Task goal |
Your answer is the line containing "Target: yellow bus" plus every line after it to the end of the data below, transcribed exactly and with nothing else.

Exercise materials START

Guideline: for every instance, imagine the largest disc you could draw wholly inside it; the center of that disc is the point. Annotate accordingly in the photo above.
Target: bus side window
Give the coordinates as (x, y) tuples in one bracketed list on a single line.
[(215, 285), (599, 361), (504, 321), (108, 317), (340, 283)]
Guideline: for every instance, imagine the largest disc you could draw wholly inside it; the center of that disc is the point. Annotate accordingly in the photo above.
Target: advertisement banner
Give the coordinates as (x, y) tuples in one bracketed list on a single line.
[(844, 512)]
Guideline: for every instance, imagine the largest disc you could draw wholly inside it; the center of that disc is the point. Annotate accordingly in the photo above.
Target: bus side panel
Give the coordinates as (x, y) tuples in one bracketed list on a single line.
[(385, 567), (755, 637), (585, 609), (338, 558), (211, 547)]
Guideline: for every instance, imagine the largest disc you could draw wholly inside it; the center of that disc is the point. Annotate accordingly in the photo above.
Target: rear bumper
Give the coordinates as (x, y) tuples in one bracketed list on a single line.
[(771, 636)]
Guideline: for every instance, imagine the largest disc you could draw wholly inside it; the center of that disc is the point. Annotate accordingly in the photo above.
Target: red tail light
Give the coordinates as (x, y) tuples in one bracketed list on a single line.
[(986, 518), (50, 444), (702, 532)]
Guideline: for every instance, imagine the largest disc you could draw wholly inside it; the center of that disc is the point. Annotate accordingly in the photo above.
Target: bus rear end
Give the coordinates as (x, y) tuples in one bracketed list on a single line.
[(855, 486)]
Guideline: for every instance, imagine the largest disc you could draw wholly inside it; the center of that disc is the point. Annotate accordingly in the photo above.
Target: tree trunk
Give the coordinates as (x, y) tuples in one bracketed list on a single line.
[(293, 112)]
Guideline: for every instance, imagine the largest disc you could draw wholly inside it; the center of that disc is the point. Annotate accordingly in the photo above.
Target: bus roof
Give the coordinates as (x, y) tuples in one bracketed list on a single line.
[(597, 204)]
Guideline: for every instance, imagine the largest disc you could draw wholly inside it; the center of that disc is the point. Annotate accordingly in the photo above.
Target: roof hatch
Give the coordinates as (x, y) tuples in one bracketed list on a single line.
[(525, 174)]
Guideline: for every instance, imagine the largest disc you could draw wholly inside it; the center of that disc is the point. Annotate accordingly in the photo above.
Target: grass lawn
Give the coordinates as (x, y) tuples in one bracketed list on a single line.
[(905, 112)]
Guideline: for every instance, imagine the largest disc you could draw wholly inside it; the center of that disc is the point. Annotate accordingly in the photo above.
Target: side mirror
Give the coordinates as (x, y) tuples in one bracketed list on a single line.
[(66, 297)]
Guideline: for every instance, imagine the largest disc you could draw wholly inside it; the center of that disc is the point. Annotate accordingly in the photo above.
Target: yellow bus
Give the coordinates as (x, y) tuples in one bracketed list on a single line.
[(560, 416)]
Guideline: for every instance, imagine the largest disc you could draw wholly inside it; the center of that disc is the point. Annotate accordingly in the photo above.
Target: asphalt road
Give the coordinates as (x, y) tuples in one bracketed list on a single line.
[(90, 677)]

Exercise materials END

Task result |
Target: yellow bus
Give the coordinates as (x, y) tuples in one bracketed list on a single line.
[(560, 416)]
Guideline: for every instance, imagine the largest disc you could draw wholly inside it; the center of that disc is the point. Annotate accordingly in the photo above.
Target: asphalt road
Give the coordinates as (x, y) tuples in one bracketed list on a single line.
[(90, 677)]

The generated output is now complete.